-- Start SUPPLIED MATERIAL --

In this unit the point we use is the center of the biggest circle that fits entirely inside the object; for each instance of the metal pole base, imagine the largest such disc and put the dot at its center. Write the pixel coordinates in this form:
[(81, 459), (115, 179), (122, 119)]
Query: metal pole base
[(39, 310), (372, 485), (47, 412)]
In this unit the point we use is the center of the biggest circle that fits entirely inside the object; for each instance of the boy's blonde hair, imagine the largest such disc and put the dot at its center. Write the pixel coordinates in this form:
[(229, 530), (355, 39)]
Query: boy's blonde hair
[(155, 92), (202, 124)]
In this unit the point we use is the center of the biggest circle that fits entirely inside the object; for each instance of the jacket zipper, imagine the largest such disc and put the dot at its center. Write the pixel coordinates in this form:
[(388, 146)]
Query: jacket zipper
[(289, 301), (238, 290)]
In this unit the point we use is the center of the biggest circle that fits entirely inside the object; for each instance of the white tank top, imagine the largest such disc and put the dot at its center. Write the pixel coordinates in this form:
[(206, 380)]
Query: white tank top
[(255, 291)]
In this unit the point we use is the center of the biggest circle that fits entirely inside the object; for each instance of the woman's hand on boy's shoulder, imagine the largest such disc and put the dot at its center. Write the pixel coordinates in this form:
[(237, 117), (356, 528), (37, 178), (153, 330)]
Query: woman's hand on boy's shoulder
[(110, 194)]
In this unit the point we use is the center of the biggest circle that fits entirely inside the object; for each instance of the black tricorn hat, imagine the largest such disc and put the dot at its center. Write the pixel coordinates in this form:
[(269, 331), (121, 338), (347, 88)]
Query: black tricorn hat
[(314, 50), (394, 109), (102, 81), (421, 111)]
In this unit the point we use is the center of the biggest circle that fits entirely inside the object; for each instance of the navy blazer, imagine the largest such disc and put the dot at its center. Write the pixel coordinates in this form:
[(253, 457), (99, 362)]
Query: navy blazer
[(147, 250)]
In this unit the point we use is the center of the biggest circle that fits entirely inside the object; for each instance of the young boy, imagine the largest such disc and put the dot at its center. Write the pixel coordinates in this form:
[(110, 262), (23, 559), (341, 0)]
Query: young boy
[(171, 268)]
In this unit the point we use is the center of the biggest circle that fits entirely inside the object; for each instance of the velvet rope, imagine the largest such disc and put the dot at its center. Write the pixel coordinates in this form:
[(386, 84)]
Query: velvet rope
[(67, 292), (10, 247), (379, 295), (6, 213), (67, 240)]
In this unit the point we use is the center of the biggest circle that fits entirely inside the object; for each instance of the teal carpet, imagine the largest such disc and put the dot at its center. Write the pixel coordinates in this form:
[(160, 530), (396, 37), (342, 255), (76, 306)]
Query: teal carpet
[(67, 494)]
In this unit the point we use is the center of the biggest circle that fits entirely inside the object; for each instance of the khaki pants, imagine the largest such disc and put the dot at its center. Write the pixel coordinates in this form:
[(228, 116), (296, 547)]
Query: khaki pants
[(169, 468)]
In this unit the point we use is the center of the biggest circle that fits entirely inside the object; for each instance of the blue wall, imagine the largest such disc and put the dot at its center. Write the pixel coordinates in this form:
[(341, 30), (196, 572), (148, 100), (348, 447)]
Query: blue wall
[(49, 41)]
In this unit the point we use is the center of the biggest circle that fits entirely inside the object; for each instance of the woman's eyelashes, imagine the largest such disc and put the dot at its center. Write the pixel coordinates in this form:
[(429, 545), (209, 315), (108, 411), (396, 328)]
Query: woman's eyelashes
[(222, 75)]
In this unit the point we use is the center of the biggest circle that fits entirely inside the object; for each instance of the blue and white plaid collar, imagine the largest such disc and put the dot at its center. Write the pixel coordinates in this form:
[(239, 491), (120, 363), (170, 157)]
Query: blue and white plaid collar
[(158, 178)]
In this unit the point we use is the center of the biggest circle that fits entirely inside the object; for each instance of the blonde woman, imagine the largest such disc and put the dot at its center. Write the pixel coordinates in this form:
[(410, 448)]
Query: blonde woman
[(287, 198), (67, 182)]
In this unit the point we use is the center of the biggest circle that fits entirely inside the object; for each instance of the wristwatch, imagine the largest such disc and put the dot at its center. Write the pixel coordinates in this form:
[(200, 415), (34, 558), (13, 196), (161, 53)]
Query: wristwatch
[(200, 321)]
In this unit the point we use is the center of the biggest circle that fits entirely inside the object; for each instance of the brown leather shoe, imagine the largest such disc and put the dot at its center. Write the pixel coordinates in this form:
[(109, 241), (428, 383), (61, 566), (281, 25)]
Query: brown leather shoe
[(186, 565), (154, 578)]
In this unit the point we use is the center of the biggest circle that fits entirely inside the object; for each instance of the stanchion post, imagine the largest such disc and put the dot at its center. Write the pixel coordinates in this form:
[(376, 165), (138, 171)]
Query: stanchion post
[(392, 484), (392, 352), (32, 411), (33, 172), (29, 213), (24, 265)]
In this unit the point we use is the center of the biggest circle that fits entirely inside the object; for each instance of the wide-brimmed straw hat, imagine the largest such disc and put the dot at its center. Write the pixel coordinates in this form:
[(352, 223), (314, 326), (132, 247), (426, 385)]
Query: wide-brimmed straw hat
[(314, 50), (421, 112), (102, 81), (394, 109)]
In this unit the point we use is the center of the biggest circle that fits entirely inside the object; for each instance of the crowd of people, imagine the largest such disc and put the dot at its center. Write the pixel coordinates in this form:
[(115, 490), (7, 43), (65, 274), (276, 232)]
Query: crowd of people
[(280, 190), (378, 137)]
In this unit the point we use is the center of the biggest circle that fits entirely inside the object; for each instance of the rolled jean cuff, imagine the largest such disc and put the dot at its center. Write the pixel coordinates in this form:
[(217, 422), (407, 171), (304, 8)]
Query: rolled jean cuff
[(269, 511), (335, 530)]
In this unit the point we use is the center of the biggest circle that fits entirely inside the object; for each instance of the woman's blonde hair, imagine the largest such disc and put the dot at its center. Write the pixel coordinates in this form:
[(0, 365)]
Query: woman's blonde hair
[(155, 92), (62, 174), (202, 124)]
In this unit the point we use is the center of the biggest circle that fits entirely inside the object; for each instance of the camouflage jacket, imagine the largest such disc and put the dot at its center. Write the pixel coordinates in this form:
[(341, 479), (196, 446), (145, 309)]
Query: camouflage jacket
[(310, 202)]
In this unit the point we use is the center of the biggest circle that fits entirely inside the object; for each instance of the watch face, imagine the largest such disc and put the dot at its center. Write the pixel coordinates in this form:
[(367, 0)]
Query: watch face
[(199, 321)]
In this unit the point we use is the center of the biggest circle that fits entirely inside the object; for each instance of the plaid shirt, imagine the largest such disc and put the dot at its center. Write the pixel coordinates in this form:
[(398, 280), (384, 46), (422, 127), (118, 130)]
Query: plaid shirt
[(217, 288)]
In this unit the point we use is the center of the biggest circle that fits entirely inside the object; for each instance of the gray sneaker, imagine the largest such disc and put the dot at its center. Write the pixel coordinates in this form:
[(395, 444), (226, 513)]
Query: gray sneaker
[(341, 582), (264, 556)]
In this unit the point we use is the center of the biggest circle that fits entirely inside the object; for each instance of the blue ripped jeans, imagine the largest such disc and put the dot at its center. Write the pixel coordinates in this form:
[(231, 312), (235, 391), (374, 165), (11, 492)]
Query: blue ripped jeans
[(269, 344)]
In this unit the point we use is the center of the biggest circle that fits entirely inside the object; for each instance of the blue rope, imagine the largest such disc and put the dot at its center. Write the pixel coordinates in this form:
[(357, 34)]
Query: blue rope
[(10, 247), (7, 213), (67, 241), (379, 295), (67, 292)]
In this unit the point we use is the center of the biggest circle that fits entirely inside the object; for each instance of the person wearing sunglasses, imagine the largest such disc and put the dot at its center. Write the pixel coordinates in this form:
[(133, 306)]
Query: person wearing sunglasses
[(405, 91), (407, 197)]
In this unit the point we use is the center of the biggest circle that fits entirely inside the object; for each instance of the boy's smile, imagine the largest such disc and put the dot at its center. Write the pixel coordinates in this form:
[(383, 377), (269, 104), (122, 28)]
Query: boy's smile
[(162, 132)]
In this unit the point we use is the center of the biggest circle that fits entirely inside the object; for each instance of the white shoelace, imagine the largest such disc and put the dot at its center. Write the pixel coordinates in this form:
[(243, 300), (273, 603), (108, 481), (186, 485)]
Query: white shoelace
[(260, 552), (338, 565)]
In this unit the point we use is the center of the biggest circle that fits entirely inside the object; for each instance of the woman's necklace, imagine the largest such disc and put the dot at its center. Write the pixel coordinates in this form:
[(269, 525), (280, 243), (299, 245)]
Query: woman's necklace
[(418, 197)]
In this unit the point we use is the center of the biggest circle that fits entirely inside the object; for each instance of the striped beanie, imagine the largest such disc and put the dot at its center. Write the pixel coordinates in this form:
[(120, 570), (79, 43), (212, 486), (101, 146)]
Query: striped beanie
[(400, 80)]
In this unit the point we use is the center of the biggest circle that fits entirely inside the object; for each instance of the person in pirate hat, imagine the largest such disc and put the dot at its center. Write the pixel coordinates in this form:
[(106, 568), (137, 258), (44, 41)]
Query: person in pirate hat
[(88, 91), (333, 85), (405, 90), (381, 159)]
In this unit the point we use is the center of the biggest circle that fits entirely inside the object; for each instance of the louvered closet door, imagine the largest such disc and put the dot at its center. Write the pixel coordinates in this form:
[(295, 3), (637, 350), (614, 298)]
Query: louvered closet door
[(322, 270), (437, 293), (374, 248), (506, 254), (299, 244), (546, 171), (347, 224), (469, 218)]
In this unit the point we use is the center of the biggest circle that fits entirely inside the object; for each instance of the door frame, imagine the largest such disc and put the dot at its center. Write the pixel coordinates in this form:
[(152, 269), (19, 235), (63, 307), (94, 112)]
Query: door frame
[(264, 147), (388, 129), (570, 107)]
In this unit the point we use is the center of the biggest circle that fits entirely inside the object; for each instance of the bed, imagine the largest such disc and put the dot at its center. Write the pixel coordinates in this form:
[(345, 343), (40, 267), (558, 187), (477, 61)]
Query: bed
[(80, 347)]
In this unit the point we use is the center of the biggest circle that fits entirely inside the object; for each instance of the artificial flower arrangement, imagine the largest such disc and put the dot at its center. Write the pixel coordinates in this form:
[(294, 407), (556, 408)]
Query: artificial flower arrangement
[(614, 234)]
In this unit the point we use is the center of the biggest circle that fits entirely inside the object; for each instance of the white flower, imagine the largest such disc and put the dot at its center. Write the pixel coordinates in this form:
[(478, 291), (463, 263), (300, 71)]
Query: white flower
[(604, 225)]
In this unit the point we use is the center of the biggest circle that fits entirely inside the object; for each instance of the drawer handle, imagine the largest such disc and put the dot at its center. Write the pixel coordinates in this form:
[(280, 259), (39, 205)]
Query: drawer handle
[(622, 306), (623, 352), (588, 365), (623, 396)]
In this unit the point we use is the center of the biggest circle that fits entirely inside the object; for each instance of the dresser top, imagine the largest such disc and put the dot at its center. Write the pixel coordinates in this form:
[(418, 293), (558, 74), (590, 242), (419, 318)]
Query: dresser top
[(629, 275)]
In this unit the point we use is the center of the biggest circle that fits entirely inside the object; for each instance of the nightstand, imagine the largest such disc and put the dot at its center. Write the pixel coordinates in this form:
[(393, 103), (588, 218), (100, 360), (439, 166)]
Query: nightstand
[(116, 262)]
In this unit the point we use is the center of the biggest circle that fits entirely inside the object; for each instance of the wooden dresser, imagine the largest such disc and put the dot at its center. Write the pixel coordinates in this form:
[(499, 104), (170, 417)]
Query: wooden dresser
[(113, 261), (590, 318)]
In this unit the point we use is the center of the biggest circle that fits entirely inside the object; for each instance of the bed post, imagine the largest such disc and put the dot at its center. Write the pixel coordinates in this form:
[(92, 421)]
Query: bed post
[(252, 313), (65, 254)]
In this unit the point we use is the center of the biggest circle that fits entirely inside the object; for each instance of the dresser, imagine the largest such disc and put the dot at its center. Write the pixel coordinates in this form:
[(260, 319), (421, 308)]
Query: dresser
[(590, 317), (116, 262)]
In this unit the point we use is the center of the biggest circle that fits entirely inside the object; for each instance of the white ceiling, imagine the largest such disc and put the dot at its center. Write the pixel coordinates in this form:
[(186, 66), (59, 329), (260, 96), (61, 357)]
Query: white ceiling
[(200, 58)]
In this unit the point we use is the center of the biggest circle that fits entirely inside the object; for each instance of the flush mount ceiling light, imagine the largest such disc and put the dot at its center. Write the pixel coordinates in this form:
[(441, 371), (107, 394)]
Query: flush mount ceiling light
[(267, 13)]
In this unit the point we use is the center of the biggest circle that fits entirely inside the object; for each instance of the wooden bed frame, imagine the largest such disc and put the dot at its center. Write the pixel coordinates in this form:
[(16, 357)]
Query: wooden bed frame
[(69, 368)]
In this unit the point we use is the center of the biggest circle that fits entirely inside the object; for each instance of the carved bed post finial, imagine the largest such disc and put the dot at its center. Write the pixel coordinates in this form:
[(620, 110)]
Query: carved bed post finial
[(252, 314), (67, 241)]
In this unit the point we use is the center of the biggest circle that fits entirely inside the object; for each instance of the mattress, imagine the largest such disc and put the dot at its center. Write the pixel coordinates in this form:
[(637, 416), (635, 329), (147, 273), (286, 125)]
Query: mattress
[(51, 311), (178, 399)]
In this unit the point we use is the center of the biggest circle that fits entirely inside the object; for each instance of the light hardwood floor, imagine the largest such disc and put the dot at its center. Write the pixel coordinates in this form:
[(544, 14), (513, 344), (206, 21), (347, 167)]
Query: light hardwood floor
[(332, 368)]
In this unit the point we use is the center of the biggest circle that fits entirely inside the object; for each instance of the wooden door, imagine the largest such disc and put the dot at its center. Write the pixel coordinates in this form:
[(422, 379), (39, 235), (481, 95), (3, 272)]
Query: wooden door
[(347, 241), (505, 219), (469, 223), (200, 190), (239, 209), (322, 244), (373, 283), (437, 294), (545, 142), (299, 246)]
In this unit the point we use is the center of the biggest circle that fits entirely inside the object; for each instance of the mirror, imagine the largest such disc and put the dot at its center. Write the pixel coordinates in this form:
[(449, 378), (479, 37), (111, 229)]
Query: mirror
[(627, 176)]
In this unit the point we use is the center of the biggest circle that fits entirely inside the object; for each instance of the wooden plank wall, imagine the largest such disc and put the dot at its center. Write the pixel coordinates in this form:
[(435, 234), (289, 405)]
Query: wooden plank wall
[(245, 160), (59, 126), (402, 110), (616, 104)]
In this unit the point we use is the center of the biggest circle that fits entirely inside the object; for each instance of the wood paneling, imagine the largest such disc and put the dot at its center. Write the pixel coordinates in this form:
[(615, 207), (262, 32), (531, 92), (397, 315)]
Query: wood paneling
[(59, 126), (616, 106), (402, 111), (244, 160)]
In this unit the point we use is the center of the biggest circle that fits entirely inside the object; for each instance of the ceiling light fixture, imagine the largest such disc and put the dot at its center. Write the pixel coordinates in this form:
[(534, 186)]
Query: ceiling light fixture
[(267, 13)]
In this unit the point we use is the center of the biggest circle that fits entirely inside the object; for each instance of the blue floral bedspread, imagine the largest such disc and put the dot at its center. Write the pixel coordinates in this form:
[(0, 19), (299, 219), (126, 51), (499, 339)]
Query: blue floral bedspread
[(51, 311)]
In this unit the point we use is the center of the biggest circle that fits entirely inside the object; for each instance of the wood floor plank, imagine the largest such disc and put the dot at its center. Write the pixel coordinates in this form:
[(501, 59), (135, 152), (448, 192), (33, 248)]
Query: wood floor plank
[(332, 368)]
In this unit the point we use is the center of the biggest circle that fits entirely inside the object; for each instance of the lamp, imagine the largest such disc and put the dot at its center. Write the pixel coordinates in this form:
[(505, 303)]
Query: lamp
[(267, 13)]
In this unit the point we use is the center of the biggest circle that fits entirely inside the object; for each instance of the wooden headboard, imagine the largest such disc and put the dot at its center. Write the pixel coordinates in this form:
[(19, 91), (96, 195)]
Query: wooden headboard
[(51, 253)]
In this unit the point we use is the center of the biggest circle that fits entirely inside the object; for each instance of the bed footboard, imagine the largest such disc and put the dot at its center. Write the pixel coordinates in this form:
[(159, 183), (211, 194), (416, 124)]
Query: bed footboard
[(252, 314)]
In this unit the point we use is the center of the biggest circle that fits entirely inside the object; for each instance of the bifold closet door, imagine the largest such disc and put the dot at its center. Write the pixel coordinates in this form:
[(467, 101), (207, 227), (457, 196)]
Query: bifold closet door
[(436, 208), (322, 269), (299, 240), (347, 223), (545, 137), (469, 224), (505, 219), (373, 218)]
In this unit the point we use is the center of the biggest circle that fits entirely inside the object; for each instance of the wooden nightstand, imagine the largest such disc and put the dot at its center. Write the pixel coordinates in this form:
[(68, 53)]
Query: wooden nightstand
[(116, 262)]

-- End SUPPLIED MATERIAL --

● YOUR INSTRUCTIONS: Can you write out everything in the records from the line containing "the wood floor" down to the line containing "[(252, 314)]", both included, with the requests kept as they are and each pixel coordinate in the answers scaled by 0.45 and rounded to a whole number, halves up? Leave the sample coordinates in the requests unchanged.

● WRITTEN SOLUTION:
In this unit the point we use is the center of the biggest circle that fits entirely inside the object; for each instance of the wood floor plank, imagine the largest such disc and put the dot at its center. Write the pixel coordinates in this form:
[(501, 59), (135, 152), (448, 192), (33, 248)]
Query: wood floor plank
[(149, 166)]
In this unit the point we use is the center of the biggest circle that fits entirely inside the object; for each instance of the lamp, imagine the largest such disc and put the dot at its center. Write the pixel coordinates in this form:
[(505, 303)]
Query: lamp
[(120, 6)]
In this unit the point we use is the center of the biggest circle that fits entirely inside the object; for each instance of the wooden headboard, imagine the largest such disc and put the dot at its center. Write the pixel coordinates in this form:
[(19, 91), (96, 195)]
Query: wooden headboard
[(23, 114)]
In this unit the point we use is the center of the biggest circle that fits entirely inside the object; for each instance of the bed footboard, imagine the largest such disc and put the dot at its center. Write the pixel coordinates in this form:
[(159, 183), (211, 194), (416, 124)]
Query: bed footboard
[(113, 141)]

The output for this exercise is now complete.